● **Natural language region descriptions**
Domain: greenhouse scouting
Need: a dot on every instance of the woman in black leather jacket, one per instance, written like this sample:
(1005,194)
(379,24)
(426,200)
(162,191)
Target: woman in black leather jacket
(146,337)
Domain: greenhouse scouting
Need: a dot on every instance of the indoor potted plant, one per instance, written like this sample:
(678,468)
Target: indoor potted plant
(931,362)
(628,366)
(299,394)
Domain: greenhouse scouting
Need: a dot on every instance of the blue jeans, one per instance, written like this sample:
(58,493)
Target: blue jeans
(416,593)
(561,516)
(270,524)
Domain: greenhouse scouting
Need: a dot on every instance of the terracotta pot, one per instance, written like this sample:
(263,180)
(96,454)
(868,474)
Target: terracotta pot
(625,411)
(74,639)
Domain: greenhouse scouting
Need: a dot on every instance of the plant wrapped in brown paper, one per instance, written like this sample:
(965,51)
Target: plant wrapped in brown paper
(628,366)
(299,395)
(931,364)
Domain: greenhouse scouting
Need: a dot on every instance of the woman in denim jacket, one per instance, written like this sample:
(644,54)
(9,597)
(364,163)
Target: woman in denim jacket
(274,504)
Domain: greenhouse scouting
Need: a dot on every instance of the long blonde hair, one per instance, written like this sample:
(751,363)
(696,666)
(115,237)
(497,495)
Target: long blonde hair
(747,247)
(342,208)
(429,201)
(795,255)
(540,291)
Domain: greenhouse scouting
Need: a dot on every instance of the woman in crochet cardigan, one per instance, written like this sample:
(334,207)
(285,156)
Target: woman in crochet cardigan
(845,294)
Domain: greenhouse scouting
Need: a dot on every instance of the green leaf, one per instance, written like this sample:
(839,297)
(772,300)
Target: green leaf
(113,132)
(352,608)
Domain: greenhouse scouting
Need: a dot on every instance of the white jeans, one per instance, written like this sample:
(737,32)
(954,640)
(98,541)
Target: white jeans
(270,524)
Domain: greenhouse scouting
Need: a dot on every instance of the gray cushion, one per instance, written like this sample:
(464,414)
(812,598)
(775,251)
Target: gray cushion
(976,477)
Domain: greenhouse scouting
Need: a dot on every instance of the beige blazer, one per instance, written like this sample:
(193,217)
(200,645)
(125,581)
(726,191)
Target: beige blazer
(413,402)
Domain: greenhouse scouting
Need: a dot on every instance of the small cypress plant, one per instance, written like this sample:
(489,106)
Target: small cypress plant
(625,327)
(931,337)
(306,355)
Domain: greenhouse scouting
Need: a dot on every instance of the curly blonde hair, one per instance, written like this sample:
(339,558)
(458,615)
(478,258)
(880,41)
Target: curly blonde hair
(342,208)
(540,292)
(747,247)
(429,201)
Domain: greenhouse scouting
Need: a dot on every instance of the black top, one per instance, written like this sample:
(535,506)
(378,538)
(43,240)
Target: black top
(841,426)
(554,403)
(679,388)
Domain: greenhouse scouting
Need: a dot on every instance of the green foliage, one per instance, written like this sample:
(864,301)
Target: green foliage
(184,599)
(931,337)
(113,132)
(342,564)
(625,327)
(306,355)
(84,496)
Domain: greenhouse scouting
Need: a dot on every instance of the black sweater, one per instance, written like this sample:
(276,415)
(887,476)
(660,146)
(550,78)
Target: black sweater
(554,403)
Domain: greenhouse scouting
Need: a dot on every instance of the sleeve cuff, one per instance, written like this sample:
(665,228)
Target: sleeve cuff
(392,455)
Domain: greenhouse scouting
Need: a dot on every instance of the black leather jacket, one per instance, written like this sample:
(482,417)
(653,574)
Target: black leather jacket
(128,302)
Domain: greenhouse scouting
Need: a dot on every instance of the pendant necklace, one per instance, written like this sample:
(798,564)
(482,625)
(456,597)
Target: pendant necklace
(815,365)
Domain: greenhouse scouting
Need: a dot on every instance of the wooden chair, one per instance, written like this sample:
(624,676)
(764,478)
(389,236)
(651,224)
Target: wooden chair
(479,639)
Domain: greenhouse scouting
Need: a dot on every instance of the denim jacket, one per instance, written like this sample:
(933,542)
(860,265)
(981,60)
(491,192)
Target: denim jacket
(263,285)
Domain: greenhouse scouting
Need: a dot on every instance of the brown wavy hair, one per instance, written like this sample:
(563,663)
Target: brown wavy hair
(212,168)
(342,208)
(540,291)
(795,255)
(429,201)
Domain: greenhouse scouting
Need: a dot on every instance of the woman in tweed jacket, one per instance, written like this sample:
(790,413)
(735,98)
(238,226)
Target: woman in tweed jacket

● **Brief**
Please find every line in the records above that holds the word "tweed" and copy it.

● **Result of this exercise**
Need: a dot on every instance of the woman in tweed jacket, one per instance, written like this sample:
Target: woman in tweed jacket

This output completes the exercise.